Find every line in the records below that contains the string "border", matching case exactly, and copy each of those lines.

** BEGIN DATA TO PROCESS **

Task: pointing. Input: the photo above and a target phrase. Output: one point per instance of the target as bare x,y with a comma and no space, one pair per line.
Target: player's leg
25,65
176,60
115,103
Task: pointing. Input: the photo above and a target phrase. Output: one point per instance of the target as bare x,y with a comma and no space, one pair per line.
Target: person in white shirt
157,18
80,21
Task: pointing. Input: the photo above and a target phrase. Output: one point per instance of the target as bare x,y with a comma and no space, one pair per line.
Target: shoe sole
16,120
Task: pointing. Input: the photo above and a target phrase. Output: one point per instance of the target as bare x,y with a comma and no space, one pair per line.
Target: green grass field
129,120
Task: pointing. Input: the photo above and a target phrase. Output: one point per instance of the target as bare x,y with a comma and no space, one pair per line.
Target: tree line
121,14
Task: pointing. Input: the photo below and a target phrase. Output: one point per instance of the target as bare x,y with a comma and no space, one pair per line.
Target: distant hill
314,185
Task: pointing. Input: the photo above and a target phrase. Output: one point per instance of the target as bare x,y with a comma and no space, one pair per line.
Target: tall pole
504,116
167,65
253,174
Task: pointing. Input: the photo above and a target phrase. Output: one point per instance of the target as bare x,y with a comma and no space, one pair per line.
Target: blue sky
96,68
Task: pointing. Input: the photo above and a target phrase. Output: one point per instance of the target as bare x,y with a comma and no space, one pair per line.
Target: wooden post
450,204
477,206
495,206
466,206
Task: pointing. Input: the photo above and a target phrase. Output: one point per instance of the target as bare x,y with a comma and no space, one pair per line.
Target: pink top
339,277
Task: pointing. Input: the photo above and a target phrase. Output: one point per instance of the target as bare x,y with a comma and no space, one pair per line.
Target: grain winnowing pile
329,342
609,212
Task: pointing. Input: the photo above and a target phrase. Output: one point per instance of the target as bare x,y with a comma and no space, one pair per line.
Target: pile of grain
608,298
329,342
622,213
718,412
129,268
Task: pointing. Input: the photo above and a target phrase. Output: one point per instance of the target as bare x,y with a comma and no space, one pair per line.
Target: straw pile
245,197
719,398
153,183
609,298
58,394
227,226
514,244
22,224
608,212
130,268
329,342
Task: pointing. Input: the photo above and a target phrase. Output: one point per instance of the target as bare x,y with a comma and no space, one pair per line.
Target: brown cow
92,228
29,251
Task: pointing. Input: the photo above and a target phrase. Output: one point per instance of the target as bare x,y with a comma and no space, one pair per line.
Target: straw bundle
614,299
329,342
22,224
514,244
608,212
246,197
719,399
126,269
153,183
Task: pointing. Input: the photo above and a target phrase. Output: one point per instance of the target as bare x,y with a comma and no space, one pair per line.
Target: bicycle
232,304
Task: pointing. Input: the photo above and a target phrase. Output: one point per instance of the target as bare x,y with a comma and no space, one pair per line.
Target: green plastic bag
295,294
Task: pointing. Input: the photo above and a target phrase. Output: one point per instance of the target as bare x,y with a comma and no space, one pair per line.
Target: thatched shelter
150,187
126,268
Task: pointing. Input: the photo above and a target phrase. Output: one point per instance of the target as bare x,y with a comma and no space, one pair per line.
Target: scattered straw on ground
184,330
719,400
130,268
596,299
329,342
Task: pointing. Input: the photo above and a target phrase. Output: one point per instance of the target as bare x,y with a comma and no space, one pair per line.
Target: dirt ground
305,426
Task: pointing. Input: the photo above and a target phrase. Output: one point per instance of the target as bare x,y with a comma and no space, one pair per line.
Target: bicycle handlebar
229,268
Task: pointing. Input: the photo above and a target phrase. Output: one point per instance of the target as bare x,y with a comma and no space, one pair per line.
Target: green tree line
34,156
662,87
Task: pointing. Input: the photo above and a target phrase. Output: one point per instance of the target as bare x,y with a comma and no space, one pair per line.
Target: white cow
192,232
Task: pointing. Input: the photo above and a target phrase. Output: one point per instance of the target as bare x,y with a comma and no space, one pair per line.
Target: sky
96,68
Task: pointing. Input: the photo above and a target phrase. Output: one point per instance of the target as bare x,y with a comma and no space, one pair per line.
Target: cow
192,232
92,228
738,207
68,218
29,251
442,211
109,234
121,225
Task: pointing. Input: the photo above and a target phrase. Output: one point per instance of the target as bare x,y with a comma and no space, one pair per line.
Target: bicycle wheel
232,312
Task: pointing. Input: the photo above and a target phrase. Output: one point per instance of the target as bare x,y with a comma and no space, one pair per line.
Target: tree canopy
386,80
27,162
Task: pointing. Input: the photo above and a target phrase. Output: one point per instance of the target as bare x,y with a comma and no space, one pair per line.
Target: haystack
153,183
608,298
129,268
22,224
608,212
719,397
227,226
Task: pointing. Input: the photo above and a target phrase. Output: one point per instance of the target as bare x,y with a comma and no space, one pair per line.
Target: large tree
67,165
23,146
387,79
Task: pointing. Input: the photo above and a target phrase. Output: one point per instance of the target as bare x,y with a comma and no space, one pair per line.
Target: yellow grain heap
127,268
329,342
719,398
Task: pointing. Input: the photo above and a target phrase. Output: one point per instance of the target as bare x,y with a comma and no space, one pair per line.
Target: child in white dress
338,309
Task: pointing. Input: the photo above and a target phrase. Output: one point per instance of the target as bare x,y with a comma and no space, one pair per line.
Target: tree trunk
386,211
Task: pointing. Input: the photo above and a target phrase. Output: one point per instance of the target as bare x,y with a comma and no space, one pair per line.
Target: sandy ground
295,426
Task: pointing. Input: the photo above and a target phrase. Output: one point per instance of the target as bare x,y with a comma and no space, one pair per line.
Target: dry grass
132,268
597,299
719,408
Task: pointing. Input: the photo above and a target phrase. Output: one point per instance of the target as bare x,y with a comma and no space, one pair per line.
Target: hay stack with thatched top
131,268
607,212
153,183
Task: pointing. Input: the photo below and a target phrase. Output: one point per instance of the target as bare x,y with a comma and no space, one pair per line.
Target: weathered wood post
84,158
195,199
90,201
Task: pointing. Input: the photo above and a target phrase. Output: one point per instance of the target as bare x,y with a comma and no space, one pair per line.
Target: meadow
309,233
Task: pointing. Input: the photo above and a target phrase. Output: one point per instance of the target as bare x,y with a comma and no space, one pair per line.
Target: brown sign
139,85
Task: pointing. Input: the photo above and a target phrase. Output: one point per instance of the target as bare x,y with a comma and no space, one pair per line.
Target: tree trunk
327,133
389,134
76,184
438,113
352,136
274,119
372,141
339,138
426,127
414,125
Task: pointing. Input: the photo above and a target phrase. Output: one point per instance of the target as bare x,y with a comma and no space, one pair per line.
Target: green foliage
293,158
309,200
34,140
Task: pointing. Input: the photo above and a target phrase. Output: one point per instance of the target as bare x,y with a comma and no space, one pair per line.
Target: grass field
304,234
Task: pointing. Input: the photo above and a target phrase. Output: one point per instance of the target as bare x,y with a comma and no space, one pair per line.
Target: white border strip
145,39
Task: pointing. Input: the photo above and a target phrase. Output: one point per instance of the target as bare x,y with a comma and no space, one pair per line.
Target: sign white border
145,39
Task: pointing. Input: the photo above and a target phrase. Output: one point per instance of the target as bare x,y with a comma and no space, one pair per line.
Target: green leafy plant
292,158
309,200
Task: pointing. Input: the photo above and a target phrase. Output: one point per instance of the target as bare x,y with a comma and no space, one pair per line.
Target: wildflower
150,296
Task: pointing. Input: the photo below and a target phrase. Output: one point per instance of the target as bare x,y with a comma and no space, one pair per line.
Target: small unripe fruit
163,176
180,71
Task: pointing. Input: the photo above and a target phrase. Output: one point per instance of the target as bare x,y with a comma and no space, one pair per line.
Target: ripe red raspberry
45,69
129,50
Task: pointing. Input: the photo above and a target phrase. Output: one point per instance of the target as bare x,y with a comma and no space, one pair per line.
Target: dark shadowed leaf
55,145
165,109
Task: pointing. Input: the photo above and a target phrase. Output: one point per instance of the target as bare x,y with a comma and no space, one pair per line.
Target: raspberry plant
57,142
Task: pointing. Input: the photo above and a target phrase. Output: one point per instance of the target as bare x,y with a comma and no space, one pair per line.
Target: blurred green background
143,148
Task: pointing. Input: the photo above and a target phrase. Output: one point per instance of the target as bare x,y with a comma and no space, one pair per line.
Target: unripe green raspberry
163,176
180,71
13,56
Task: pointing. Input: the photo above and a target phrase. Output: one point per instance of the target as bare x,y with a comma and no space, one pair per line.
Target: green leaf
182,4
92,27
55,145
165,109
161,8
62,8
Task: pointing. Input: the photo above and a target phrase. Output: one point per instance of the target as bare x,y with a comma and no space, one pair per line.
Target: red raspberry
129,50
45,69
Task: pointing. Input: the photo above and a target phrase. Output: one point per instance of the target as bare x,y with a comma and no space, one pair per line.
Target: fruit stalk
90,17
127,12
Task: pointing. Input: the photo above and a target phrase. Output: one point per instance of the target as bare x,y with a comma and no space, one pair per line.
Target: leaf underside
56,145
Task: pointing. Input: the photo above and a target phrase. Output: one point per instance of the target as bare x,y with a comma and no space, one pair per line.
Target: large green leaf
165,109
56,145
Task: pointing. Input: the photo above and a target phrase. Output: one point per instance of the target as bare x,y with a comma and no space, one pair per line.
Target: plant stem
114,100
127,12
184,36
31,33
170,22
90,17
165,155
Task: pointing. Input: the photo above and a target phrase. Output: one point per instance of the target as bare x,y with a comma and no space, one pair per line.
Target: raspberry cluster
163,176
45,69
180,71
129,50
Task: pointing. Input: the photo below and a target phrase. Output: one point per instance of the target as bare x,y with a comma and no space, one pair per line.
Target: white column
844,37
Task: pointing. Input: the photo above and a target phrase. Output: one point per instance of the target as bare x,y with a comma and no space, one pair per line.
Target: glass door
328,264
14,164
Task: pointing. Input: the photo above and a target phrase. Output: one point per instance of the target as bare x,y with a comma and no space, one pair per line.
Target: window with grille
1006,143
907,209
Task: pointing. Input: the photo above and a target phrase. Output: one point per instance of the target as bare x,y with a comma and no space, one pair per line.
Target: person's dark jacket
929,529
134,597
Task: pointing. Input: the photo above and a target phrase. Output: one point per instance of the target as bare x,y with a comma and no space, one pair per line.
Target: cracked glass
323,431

** END DATA TO PROCESS **

**EXERCISE OUTPUT**.
Target: white border strip
Target: sign white border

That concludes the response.